--- OBJECTIVE ---
Can you retype the stretch of the junk mail passage from "The environmental impact of ceaseless" through "in constructive community-building." word for word, changing nothing?

Environmental Effects of Junk Mail The environmental impact of junk mail is substantial. In 1991, 62 million trees were cut for junk mail. Over 74,000 acres of trees were cut just for catalogs. In 1989, 63.7 billion pieces were sent, including 55 billion catalogs. This represents 7.4 billion pounds of junk mail. Pulp processing to produce paper for junk mail requires 25 billion gallons of water.(1)

Individually, an average of 41 pounds are sent to every adult. About 44 percent goes unread directly into the garbage(2) and 93 percent of junk mail will be discarded ultimately. Americans spend over $275 million to dispose of junk mail.(1) In one year a New York University marketing professor received 601 catalogs, including 26 catalogs from American Express and 24 catalogs from L.L. Bean.(3)

Junk mail is not very recyclable. In 1990, only 200,000 tons out of 3.8 million tons of junk mail were recycled.(3) Workers at a N.J. mill must sort from junk mail all the "shampoo samples, watches, T-shirts, tea bags and other surprises that don't make good paper." Heavy metals in colored inks do not degrade and eventually re-enter the environment. The Direct Marketing Association (DMA) claims trees are renewable, and argues "We see the real issue as landfills."(3) Junk mail is an estimated two percent of municipal solid waste.(3)

There is an environmental impact simply mailing all this mail around, primarily via motor vehicles. Mail trucks operate inefficiently, making constant starts and stops. After delivery, junk mail must still make at least one more trip to either a landfill, incinerator, or recycling center.

The environmental impact of ceaseless advertising of consumer products is the creation of a materialistic culture in which possession of consumer goods replaces human social interactions and spiritual development. There is no end to this materialistic spiral. People who define themselves by what they own will always desire that one new product, or replacements for all their old products, placing a continual demand on the environment. This materialism isolates people from each other, leaving them to entertain themselves with their "things," rather than engaging in constructive community-building.

Junk Mail as a Privacy Issue Privacy is a major concern, even to the average person. By July 1992, almost 2.5 million people had requested the DMA's Mail Preference Service, which removes a persons name from many national direct mail lists.4 In May 1990, when the New York Telephone Co. asked 6.3 million people if they wanted their names removed from a list that it intended to rent, some 800,000 responded affirmatively.(4)

People pay extra for unlisted phone numbers. Half of the residential telephone numbers in California are unlisted.(4) Objections to telephone solicitations led to passage of the Telephone Consumer Protection Act of 1991. Among its restrictions, the act prohibits solicitors from calling someone who asked not to be called again, and requires solicitors to maintain a list of those requesting not to be called.

--- LISTED RECORDS ---
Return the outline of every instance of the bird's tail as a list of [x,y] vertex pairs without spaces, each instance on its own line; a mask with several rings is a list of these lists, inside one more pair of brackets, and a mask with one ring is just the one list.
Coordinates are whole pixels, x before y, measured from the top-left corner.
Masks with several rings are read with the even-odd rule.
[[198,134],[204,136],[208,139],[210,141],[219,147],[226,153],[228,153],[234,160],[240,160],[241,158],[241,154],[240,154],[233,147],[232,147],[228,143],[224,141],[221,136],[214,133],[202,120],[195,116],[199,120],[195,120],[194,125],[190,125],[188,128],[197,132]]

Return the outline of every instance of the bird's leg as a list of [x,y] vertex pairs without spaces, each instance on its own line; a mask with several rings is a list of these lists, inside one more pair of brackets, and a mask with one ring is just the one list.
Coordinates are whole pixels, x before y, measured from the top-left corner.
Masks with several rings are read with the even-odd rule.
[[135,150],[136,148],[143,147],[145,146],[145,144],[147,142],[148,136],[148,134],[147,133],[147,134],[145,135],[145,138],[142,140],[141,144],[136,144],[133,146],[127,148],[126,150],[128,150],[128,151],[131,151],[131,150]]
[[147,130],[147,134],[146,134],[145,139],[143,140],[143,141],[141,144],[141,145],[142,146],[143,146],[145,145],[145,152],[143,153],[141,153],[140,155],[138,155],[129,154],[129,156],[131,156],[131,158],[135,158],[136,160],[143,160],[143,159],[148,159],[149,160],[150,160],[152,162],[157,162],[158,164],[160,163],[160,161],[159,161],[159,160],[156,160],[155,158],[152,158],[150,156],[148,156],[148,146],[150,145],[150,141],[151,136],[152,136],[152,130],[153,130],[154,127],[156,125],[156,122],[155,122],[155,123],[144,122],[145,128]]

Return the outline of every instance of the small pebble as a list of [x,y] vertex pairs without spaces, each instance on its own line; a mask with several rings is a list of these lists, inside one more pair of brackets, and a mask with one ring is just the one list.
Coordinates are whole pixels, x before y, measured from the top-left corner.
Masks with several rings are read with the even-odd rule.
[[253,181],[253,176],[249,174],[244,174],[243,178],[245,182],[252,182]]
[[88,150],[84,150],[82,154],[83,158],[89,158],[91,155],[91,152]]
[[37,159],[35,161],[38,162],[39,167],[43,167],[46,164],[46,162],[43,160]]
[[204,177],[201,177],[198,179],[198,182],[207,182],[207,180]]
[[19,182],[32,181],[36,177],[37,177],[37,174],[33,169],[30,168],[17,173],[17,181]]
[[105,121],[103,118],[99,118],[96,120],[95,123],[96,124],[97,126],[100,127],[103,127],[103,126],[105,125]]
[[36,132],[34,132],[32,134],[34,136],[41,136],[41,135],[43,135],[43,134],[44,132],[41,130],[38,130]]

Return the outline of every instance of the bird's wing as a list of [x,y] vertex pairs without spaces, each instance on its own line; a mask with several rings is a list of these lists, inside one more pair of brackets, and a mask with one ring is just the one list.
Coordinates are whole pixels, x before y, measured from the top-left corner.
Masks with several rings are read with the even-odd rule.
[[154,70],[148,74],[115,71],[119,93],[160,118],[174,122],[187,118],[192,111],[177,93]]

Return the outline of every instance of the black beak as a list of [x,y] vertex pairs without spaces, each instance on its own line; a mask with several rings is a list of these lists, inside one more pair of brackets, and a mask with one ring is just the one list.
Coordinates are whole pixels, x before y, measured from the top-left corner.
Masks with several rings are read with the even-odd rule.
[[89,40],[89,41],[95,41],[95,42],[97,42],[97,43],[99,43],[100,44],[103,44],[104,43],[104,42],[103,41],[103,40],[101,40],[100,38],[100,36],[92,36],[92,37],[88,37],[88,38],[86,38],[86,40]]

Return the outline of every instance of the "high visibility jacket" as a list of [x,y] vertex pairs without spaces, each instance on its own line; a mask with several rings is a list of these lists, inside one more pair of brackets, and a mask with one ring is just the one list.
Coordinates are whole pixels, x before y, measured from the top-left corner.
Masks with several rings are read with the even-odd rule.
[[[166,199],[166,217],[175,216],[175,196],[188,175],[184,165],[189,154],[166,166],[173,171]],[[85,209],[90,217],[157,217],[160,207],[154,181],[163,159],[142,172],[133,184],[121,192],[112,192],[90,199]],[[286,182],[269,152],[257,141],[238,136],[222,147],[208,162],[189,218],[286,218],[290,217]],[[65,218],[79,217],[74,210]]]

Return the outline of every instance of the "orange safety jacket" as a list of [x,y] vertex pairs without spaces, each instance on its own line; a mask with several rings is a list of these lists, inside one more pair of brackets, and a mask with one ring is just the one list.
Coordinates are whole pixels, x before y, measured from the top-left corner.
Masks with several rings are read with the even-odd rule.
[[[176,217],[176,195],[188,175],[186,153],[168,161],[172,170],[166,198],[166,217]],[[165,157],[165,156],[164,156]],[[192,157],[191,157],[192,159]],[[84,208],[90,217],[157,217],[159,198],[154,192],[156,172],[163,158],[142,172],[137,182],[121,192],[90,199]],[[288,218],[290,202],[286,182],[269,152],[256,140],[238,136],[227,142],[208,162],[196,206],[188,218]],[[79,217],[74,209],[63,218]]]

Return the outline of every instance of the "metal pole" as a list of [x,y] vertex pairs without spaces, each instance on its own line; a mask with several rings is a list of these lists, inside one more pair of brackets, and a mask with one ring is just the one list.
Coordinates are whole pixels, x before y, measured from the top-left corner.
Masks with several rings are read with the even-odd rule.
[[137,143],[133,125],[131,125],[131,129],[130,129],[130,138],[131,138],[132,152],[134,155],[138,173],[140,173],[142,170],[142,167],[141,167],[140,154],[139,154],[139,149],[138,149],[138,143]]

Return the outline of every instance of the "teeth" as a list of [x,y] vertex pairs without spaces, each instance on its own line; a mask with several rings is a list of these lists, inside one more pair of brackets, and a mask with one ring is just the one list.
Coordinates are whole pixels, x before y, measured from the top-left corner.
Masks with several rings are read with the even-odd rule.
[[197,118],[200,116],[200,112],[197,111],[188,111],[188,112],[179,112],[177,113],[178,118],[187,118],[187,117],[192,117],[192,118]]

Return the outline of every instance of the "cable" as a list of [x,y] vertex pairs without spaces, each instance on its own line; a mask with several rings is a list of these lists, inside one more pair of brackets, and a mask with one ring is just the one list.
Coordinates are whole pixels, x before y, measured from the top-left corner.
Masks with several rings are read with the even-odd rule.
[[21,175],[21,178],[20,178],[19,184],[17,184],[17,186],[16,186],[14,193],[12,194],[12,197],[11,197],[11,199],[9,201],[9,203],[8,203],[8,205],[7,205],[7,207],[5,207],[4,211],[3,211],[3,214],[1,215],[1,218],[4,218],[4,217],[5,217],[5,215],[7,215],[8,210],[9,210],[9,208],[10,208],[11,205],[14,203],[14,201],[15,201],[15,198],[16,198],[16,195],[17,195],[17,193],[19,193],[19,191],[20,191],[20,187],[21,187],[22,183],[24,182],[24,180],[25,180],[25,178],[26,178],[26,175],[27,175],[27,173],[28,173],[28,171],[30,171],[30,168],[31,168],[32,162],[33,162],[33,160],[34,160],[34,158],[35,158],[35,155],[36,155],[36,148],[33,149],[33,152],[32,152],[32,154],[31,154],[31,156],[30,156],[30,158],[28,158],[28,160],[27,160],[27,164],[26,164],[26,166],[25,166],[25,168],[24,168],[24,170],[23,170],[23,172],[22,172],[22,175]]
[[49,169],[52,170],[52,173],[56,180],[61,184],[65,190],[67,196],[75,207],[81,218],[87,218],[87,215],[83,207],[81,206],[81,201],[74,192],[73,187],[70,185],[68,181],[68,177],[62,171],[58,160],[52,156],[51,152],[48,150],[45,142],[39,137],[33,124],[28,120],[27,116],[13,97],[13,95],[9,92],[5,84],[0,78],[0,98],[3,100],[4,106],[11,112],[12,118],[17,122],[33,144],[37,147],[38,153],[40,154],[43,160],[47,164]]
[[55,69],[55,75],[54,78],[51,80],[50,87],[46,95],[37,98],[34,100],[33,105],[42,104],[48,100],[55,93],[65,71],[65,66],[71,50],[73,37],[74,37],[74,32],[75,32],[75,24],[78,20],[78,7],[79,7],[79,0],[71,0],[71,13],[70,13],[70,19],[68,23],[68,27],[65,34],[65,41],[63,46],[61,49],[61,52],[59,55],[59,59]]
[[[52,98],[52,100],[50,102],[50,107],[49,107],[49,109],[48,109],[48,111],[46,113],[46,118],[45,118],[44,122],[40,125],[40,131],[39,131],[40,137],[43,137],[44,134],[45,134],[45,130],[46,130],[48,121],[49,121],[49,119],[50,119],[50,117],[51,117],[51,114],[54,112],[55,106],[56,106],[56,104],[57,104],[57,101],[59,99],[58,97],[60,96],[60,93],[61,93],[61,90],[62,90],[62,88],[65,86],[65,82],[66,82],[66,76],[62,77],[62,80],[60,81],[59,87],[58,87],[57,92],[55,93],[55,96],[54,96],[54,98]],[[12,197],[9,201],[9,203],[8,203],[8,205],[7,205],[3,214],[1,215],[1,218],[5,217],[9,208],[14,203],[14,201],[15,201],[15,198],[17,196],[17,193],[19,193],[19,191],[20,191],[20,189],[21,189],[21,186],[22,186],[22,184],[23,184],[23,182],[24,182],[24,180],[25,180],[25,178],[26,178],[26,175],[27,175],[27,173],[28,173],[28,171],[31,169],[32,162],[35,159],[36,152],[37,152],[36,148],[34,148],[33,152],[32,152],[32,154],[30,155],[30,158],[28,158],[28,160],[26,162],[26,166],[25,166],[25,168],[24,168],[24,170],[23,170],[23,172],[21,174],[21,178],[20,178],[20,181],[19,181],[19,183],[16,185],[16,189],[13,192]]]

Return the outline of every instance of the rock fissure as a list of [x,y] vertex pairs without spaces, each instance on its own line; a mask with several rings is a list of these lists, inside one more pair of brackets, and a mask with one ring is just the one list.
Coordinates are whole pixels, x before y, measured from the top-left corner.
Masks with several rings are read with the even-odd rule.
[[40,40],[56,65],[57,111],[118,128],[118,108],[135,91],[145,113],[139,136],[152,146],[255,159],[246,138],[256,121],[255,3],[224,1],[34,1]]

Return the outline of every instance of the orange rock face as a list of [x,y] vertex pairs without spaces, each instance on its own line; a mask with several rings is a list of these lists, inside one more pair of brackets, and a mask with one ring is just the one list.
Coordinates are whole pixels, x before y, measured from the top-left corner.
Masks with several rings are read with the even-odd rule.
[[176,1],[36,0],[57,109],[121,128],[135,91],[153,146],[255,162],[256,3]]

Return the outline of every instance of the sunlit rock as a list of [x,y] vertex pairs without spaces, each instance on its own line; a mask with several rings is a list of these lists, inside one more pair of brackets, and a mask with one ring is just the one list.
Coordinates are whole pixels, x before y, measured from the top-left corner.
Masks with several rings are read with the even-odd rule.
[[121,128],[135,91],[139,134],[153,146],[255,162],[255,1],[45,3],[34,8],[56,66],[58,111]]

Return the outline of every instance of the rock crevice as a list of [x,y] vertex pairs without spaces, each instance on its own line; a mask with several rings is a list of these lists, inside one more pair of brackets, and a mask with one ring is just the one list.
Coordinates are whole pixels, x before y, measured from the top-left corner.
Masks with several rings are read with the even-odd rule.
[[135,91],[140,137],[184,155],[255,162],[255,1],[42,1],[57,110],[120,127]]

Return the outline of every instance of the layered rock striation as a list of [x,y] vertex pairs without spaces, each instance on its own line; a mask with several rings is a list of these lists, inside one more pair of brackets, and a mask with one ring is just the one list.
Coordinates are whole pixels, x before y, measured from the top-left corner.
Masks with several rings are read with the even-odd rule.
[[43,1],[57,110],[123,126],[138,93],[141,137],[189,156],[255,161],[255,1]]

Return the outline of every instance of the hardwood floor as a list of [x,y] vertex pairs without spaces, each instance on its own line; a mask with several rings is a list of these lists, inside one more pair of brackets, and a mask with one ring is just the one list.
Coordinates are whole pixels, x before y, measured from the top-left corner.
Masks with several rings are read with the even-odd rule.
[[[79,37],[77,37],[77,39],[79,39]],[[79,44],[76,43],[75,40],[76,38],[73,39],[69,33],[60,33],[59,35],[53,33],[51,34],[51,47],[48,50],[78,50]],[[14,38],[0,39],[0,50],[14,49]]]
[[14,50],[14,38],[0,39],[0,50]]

--- RESULT FOR THIS EXERCISE ---
The environmental impact of ceaseless advertising of consumer products is the creation of a materialistic culture in which possession of consumer goods replaces human social interactions and spiritual development. There is no end to this materialistic spiral. People who define themselves by what they own will always desire that one new product, or replacements for all their old products, placing a continual demand on the environment. This materialism isolates people from each other, leaving them to entertain themselves with their "things," rather than engaging in constructive community-building.